=== Source data ===

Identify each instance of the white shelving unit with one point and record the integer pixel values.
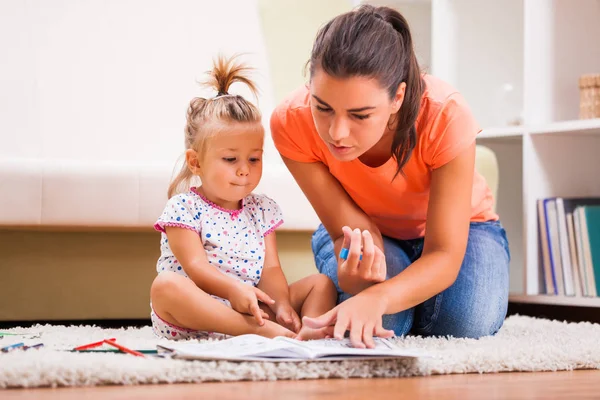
(517, 62)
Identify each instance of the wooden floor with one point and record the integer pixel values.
(542, 385)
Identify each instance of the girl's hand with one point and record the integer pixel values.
(356, 274)
(244, 299)
(287, 317)
(362, 315)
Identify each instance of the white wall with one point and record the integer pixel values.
(111, 80)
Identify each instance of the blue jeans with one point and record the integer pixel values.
(473, 306)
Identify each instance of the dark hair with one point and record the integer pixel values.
(375, 42)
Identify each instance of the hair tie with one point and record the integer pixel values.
(220, 95)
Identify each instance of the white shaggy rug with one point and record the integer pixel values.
(523, 344)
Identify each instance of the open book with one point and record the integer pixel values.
(258, 348)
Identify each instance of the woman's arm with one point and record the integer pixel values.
(336, 209)
(446, 237)
(448, 219)
(187, 248)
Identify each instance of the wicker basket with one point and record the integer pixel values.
(589, 89)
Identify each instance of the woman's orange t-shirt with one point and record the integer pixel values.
(445, 127)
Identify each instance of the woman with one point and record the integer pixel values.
(386, 156)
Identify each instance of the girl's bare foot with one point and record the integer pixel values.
(307, 333)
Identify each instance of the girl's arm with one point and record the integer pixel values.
(336, 209)
(272, 280)
(187, 248)
(274, 284)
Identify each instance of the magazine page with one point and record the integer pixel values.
(258, 348)
(243, 347)
(343, 348)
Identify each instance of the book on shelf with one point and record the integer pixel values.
(569, 233)
(257, 348)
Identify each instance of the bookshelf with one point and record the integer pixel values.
(517, 63)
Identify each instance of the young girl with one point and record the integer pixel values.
(219, 272)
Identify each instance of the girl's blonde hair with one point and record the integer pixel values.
(206, 117)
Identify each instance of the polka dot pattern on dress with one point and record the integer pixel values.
(233, 239)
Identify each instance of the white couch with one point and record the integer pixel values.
(93, 107)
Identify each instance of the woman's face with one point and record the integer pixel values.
(351, 114)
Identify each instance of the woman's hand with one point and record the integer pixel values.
(286, 316)
(362, 315)
(356, 274)
(244, 299)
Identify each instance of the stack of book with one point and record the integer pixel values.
(569, 232)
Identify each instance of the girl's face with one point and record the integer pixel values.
(351, 114)
(231, 165)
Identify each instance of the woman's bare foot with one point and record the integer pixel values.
(272, 329)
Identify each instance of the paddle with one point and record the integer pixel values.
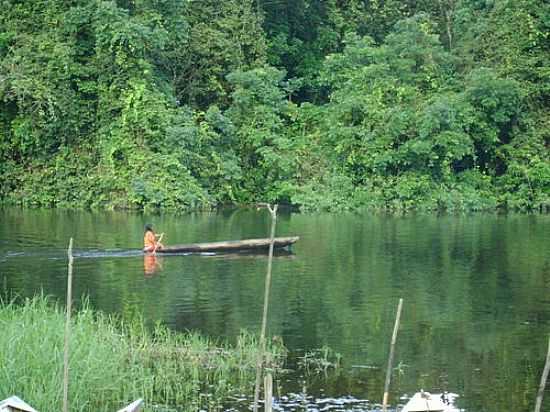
(157, 243)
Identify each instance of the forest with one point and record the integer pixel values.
(394, 105)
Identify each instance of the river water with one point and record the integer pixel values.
(476, 290)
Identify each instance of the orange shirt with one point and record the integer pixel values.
(149, 241)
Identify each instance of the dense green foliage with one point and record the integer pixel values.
(326, 105)
(114, 363)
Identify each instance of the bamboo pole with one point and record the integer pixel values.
(390, 359)
(268, 395)
(259, 364)
(68, 329)
(543, 378)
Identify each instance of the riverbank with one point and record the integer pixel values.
(114, 362)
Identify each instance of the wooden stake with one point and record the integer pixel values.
(390, 359)
(543, 380)
(268, 388)
(259, 363)
(68, 329)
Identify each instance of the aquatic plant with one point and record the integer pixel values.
(320, 360)
(113, 362)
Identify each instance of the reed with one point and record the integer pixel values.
(113, 362)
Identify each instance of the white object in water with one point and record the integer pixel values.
(133, 407)
(427, 402)
(14, 404)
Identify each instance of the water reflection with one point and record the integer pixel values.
(475, 288)
(151, 264)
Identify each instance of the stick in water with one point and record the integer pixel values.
(259, 363)
(390, 359)
(543, 380)
(157, 244)
(68, 329)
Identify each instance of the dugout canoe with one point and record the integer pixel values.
(232, 245)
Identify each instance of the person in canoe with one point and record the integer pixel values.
(151, 241)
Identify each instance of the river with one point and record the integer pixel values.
(476, 290)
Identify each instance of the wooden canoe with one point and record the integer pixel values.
(231, 245)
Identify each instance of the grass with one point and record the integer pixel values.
(113, 363)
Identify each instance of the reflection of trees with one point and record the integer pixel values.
(475, 291)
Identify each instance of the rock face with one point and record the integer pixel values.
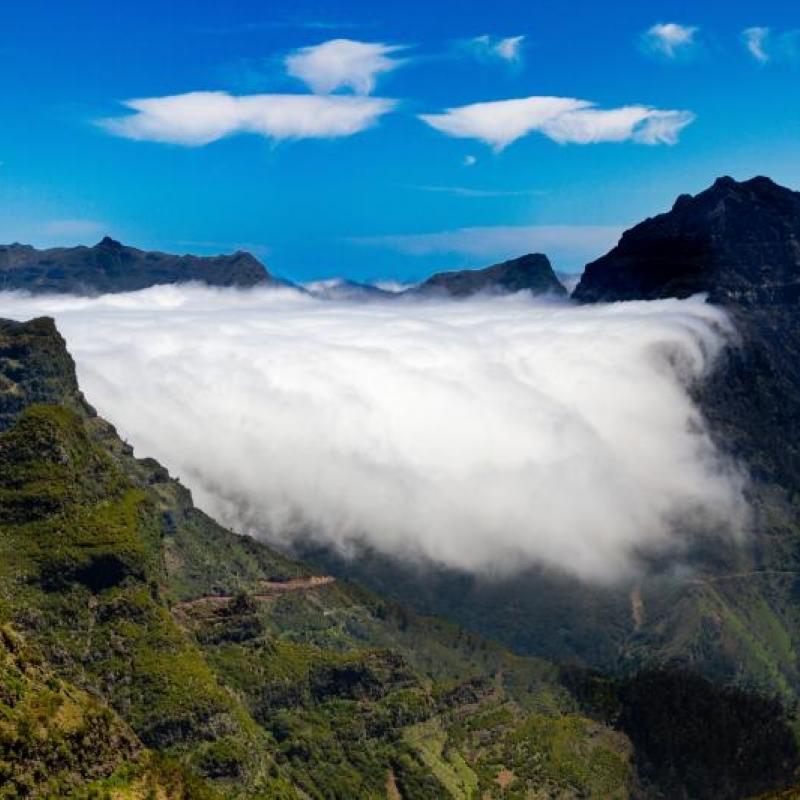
(532, 272)
(734, 613)
(739, 242)
(113, 267)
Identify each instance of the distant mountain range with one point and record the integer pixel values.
(110, 266)
(145, 651)
(736, 614)
(113, 267)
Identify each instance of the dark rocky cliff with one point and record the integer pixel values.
(739, 242)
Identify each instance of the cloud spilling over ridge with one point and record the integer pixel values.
(565, 120)
(343, 64)
(489, 433)
(198, 118)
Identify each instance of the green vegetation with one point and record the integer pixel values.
(150, 653)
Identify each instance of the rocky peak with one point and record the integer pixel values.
(737, 241)
(531, 272)
(110, 266)
(35, 367)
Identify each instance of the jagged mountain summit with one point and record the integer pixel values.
(110, 266)
(737, 241)
(730, 611)
(531, 272)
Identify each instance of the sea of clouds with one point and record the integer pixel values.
(484, 434)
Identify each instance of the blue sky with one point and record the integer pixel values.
(342, 159)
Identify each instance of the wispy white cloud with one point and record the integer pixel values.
(469, 191)
(198, 118)
(571, 245)
(669, 38)
(343, 64)
(356, 422)
(755, 40)
(766, 45)
(563, 119)
(507, 49)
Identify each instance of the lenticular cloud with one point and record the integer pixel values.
(490, 433)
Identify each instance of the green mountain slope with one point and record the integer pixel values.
(174, 658)
(728, 610)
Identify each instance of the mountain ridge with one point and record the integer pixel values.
(110, 266)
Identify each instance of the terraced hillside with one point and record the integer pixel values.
(146, 649)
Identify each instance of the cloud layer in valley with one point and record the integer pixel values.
(565, 120)
(489, 433)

=== Problem details ===
Give back the whole listing exactly; no pictures.

=== Answer ===
Identify each instance of the white shelving unit with one point and record the integer pixel values.
(517, 62)
Identify each instance of the wooden floor with one point and record the integer pixel values.
(542, 385)
Identify each instance of the girl's hand with one point and record the integer pixel values.
(356, 274)
(244, 299)
(287, 317)
(362, 315)
Identify each instance of the white wall with one point and record the integer pixel values.
(111, 80)
Identify each instance of the blue jeans with one point and record the integer pixel values.
(473, 306)
Identify each instance of the dark hair with one point and record the integer pixel values.
(375, 42)
Identify each instance of the hair tie with one point and record the integer pixel values.
(220, 95)
Identify each instance of the white shaggy rug with one point and record the integer pixel values.
(523, 344)
Identify each instance of the open book with one point and record the integer pixel values.
(258, 348)
Identify each instance of the woman's arm with one point and record the integer pixel values.
(336, 209)
(446, 237)
(448, 219)
(187, 248)
Identify each instance of the wicker basket with one point and record the integer pixel values.
(589, 89)
Identify each instance of the woman's orange t-shirt with one point and record the integer pixel values.
(445, 127)
Identify each instance of the woman with one point and record the integer pixel values.
(386, 156)
Identify each instance of the girl's bare foot with one point and record the integer pixel values.
(307, 333)
Identify each instance of the girl's arm with one point and record the integer pixel values.
(336, 209)
(272, 280)
(187, 248)
(274, 284)
Identify each instance of the magazine page with one point and record the integer pixel values.
(258, 348)
(243, 347)
(343, 348)
Identify each instance of the book on shelf with one point and record the integer pixel values.
(569, 233)
(257, 348)
Identify each instance of the bookshelf with one point and record the integer pixel values.
(517, 63)
Identify each instance of the young girl with one point and record the integer pixel values.
(219, 272)
Identify each instance of the girl's blonde hair with one point and record the integer pixel values.
(206, 117)
Identify each instance of the polka dot pattern on dress with one point and record the integer pixel values.
(233, 239)
Identify each instance of the white couch with one point and record the integer pixel values.
(93, 107)
Identify each instance of the woman's face with one point and record the integer pixel values.
(351, 114)
Identify each instance of the woman's hand with one point and record the integer pixel values.
(286, 316)
(362, 315)
(356, 274)
(244, 299)
Identify each instance of the stack of book with one point and record the integer pixel values.
(569, 232)
Identify each instance of the girl's face with one point and record the integer pixel values.
(351, 114)
(231, 165)
Identify each instance of the woman's bare foot with one point and record the integer pixel values.
(272, 329)
Identify each instance of the paddle with one point and record the integer pixel values.
(157, 243)
Identify each instance of the forest with one point and record the integer pixel values.
(394, 105)
Identify each instance of the river water with one point and record the integer pixel values.
(476, 290)
Identify each instance of the orange shirt with one point and record the integer pixel values.
(149, 241)
Identify each instance of the dense green foliage with one point and record the integer pixel values.
(326, 105)
(114, 363)
Identify each instance of the bamboo pole with one point and record the integer pixel values.
(390, 359)
(268, 395)
(259, 364)
(68, 329)
(543, 378)
Identify each instance of the riverbank with one point and record the integer pixel values.
(114, 362)
Identify each instance of the wooden stake with one point and record the integer pixel values.
(390, 359)
(543, 380)
(268, 388)
(259, 363)
(68, 329)
Identify each instance of the aquatic plant with one point and record the integer pixel values.
(320, 360)
(113, 362)
Identify each instance of the reed with one point and record the integer pixel values.
(113, 362)
Identify each instance of the white object in water with one point and record the integer pixel values.
(133, 407)
(427, 402)
(14, 404)
Identify each instance of the water reflection with one point and record the integer pixel values.
(475, 288)
(151, 264)
Identify each instance of the stick in water with one point and record the integer pixel values.
(259, 363)
(390, 359)
(543, 380)
(157, 244)
(68, 329)
Identify each instance of the dugout canoe with one point and record the integer pixel values.
(232, 245)
Identify each instance of the person in canoe with one point and record the integer pixel values.
(151, 241)
Identify each instance of the river with one point and record the integer pixel values.
(476, 290)
Identify each instance of the wooden canoe with one point and record the integer pixel values.
(231, 245)
Identify each instance of the grass with one point and record the integer pixel values.
(113, 363)
Identify each instance of the reflection of trees with one point and record the integer pixel values.
(475, 291)
Identify each instance of the rock face with one point and record the integer pixel values.
(532, 272)
(734, 613)
(739, 242)
(113, 267)
Identify each instance of the distant mountain range with one point and record the integer pixel values.
(110, 266)
(145, 651)
(736, 614)
(113, 267)
Identify each instance of the dark rocky cliff with one point and record the integer pixel values.
(739, 242)
Identify each instance of the cloud spilling over ridge with one point and record the integer pixel values.
(565, 120)
(343, 64)
(489, 433)
(198, 118)
Identify each instance of the green vegetation with one point and record the integer pixel values.
(150, 653)
Identify each instance of the rocky peak with one point and record the integer pixel values.
(737, 241)
(531, 272)
(110, 266)
(35, 367)
Identify each instance of the jagged mountain summit with one point and record the integer pixel values.
(110, 266)
(737, 241)
(730, 611)
(531, 272)
Identify each instance of the sea of clouds with one point and record the integer pixel values.
(484, 434)
Identify each instance of the blue sky with one point and record the integer pixel values.
(342, 159)
Identify each instance of the wispy white cloud with one point and record the integer pixel values.
(469, 191)
(198, 118)
(571, 245)
(669, 38)
(343, 64)
(356, 422)
(755, 40)
(766, 45)
(563, 119)
(507, 49)
Identify each instance of the lenticular cloud with one point and record the integer pixel values.
(490, 433)
Identify each instance of the green mountain slope with one point and record the integer pixel values.
(174, 658)
(728, 610)
Identify each instance of the mountain ridge with one point and record the integer pixel values.
(110, 266)
Identify each instance of the terraced hillside with one point and record the integer pixel values.
(146, 649)
Identify each instance of the cloud layer in valley with one point and record the integer pixel values.
(565, 120)
(489, 433)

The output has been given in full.